* Problem details: Please count the lines in the listing below that contain the word "utility" and reply with only that number.

* Listed records:
-- Start --

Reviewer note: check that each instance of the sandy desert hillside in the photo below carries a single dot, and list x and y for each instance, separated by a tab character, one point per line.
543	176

-- End --
-- Start --

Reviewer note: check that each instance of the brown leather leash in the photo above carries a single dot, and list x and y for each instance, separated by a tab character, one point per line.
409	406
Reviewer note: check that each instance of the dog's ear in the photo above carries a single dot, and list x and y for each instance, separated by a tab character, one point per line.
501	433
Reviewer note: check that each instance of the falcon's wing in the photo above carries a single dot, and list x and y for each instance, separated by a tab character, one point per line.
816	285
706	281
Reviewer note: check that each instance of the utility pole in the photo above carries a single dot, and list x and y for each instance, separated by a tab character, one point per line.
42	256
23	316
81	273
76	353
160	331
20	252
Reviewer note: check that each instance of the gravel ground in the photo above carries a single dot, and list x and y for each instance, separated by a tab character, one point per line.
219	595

-- End --

* Right answer: 1